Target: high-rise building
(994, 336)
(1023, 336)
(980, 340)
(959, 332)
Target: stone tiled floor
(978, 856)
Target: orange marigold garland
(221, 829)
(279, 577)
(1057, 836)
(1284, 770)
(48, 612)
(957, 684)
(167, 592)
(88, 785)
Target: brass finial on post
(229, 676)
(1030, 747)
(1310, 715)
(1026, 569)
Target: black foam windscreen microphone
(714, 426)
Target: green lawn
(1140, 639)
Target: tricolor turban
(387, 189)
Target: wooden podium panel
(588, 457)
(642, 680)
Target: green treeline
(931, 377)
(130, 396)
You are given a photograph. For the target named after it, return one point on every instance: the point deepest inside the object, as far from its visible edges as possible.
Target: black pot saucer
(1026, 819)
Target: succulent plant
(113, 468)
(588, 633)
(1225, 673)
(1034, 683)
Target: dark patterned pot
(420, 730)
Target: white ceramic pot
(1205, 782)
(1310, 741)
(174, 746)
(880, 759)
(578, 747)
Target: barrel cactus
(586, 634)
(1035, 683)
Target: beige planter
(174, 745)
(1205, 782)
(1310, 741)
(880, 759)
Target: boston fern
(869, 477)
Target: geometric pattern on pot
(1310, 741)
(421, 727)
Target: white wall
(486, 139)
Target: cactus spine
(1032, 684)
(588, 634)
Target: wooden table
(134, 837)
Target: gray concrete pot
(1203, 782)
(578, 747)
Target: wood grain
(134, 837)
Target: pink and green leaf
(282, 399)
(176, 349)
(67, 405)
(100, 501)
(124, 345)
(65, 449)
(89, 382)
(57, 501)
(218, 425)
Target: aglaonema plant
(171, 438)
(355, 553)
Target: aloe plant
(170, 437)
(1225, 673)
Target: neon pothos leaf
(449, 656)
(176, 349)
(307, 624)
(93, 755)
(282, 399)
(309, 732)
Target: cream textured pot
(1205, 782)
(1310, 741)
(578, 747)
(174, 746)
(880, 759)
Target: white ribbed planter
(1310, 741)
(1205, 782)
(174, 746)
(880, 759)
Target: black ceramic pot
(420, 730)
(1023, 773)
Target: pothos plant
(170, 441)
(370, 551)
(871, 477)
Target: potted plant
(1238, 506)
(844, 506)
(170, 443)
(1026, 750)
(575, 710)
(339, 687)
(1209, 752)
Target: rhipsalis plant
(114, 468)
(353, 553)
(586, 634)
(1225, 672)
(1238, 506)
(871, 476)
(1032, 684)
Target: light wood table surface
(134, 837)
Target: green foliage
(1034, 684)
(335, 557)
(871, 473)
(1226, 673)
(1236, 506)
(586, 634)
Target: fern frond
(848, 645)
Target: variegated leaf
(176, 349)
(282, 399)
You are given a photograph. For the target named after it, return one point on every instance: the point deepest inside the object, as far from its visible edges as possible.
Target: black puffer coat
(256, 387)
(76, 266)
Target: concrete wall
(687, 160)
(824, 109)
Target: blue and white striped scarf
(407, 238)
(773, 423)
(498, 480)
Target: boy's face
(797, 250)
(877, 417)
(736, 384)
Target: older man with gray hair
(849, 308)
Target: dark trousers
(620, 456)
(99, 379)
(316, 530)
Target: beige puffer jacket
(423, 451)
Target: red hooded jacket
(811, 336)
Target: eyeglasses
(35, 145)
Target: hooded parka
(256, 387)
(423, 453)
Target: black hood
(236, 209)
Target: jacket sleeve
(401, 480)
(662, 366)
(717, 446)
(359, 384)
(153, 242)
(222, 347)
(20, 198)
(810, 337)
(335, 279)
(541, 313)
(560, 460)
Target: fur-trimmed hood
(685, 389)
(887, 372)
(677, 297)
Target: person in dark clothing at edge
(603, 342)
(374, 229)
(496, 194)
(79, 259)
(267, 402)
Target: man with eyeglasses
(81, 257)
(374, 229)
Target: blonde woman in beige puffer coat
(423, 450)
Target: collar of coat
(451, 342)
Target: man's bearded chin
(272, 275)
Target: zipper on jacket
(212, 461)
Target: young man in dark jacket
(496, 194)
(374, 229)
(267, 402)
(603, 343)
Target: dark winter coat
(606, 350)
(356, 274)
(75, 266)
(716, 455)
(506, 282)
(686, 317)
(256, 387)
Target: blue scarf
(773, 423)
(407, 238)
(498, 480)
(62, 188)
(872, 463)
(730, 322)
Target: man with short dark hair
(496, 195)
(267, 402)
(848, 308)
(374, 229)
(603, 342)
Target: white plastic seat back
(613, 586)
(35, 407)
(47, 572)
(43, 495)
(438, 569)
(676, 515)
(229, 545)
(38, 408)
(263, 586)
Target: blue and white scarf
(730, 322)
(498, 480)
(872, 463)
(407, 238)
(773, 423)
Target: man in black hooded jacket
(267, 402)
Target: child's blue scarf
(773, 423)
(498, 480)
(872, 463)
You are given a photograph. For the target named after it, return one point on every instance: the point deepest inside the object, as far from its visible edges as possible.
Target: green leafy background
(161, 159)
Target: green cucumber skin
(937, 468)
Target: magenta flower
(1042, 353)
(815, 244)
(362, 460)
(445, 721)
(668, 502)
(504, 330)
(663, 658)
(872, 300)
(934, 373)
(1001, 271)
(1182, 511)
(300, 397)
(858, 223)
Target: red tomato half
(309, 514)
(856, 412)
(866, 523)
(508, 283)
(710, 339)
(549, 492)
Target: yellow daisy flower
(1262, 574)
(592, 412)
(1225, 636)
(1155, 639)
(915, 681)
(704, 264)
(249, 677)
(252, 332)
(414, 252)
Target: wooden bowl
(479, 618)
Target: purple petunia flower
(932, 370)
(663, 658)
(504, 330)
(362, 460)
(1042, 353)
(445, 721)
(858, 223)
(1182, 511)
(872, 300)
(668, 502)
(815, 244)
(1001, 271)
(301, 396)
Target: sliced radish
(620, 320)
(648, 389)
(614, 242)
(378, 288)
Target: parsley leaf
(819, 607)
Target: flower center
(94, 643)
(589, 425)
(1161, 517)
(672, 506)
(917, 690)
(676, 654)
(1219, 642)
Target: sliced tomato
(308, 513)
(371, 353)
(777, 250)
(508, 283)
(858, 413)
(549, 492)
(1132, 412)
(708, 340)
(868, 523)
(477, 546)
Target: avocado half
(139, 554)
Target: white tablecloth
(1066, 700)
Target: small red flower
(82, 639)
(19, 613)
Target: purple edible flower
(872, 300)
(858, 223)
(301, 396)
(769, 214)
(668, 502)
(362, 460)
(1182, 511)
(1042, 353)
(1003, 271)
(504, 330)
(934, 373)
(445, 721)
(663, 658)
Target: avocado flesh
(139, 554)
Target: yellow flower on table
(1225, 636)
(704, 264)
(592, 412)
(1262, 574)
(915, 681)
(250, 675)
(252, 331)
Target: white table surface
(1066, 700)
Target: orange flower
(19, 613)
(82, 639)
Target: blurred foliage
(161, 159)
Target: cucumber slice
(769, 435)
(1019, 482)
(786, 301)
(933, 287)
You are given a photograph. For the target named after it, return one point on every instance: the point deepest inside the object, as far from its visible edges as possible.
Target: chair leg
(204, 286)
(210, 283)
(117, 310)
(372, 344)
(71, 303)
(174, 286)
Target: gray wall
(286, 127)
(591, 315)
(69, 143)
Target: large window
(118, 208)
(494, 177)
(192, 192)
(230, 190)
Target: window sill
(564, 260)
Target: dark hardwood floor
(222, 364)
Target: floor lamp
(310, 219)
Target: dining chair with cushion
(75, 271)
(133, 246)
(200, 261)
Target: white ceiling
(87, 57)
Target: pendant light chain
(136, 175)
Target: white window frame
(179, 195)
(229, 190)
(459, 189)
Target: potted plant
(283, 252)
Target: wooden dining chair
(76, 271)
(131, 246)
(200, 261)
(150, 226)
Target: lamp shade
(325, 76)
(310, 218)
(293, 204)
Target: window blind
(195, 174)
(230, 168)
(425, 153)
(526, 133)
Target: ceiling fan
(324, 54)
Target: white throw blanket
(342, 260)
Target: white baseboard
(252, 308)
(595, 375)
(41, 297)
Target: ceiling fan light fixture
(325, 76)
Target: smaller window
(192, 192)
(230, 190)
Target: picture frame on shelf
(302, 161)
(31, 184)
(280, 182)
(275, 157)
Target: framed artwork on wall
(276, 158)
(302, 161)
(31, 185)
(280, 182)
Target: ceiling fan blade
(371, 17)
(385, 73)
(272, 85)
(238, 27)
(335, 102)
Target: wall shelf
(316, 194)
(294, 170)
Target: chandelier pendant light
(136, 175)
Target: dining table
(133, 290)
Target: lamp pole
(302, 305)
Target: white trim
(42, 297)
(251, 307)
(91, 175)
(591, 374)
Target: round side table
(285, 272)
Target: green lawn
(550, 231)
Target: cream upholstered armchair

# # # # # # #

Where the line containing "Target: white throw blanket" appears, start copying, and go on exactly through the last line of the data.

Answer –
Target: white throw blanket
(342, 260)
Target: white baseboard
(252, 308)
(595, 375)
(41, 297)
Target: ceiling fan light fixture
(325, 76)
Target: smaller window
(192, 192)
(230, 190)
Target: picture frame on shelf
(302, 161)
(31, 184)
(280, 182)
(275, 157)
Target: framed artwork on wall
(276, 158)
(302, 161)
(31, 185)
(280, 182)
Target: ceiling fan blade
(371, 17)
(385, 73)
(272, 85)
(238, 27)
(335, 102)
Target: wall shelf
(316, 194)
(294, 170)
Target: chandelier pendant light
(136, 175)
Target: dining table
(133, 290)
Target: lamp pole
(302, 305)
Target: white trim
(42, 297)
(251, 307)
(91, 175)
(591, 374)
Target: round side table
(285, 272)
Target: green lawn
(550, 231)
Target: cream upholstered armchair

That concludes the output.